▸ **Exercise text**:
◇ ◇ ◇
NPS Rolls Out Controversial COVID-19 Testing Program

News
by Sawyer Cohen, News Reporter
photo by Alex Merkowitz

Newton Public Schools (NPS) has developed a COVID-19 testing plan for teachers and students as high schools prepare to return to in-person learning in late January. The plan has sparked controversy over testing frequency and methods. 

Health and Human Services Commissioner Deborah Youngblood said that NPS has already launched voluntary testing for asymptomatic faculty and staff. Teachers who opt in to the plan will receive tests once a month. The teachers are divided into four waves, the first of which was tested during the week of Dec. 17. Schools will also have tests in the nurse’s office that provide fast, although potentially less accurate, results for students who develop symptoms while at school. 

“We’re using rapid antigen tests for people who are symptomatic to do a quick look to see whether or not they’re positive,” Youngblood said. “They will still have to get a confirmation using a PCR [polymerase chain reaction] test.”
◇ ◇ ◇
(Collected data)
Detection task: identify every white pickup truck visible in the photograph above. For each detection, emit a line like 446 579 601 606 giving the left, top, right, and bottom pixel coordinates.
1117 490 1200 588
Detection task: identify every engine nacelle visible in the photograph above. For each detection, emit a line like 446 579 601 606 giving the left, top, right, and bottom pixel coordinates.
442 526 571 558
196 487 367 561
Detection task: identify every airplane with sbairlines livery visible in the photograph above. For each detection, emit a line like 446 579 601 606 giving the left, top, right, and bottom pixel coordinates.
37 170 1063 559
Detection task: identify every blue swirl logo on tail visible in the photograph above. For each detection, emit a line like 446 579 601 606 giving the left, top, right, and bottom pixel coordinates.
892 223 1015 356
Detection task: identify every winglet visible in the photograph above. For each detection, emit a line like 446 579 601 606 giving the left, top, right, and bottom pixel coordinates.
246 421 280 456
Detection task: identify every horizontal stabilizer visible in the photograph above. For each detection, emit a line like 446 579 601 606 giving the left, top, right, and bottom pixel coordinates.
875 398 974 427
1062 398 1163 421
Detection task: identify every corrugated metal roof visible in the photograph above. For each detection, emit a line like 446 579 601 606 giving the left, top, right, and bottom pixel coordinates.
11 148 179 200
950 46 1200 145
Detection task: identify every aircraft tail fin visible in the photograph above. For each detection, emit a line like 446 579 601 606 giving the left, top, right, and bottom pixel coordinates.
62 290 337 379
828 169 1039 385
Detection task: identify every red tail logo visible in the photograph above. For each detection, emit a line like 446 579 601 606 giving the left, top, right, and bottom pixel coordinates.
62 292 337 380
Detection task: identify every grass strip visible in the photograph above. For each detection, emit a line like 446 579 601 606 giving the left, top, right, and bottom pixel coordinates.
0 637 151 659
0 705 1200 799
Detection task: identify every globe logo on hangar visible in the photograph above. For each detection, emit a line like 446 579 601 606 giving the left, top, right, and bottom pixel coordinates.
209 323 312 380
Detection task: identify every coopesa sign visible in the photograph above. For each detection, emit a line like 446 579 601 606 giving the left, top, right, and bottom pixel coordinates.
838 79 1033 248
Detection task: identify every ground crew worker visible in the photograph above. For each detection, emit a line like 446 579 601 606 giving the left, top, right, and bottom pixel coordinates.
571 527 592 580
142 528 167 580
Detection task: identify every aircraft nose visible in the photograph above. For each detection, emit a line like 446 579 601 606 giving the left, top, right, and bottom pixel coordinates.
◇ ◇ ◇
▸ **Things to do**:
a) Rewrite the part of the article on the NPS testing plan starting at "Health and Human" and ending at "while at school.", using "twice a month" in place of "once a month".
b) In the article on the NPS testing plan, during which week was the first wave of teachers tested?
c) Please carry the article on the NPS testing plan forward from its final paragraph.

▸ **Task results**:
a)
Health and Human Services Commissioner Deborah Youngblood said that NPS has already launched voluntary testing for asymptomatic faculty and staff. Teachers who opt in to the plan will receive tests twice a month. The teachers are divided into four waves, the first of which was tested during the week of Dec. 17. Schools will also have tests in the nurse’s office that provide fast, although potentially less accurate, results for students who develop symptoms while at school.

b) The week of Dec. 17.

c)
Safer Teachers, Safer Students (STSS) is a group of scientist and physician parents in Newton and nearby towns that has advocated for the implementation of surveillance testing in NPS and neighboring school districts. In a letter on Dec. 7, STSS said that while they are pleased that NPS has increased testing availability, more frequent asymptomatic and symptomatic testing is necessary to prevent COVID-19 outbreaks in schools. 

In the Sept. 14 joint School Committee and City Council meeting, City Councilor Marc Laredo offered for the City Council to provide money to fund surveillance testing and other resources that would allow for a safe return to school. However, Mayor Ruthanne Fuller and Youngblood said in the meeting that surveillance testing was not a prerequisite to reopening schools.

NPS parent and STSS member Suzanne Jacobs said that NPS’s current testing plan is insufficient in comparison to towns like Wellesley and Watertown.

“Other nearby towns have been testing teachers every week,” she said. “Newton should also follow this path.”

NPS teachers have also voiced concern over the testing plan. Math teacher Ryan Normandin said that the plan does not provide proper surveillance testing.

“It would not keep anybody safe,” he said. “What we’re looking for is something like what Wellesley has, where you’re testing everyone in the building once a week.”

Superintendent David Fleishman said that NPS is prepared for a potential COVID-19 outbreak at a school.

“If there’s an outbreak, we would want to have symptomatic testing and obviously some asymptomatic testing,” he said. “Thankfully there haven’t been outbreaks at many schools because people have been so careful, but it could certainly happen and we want to be ready.”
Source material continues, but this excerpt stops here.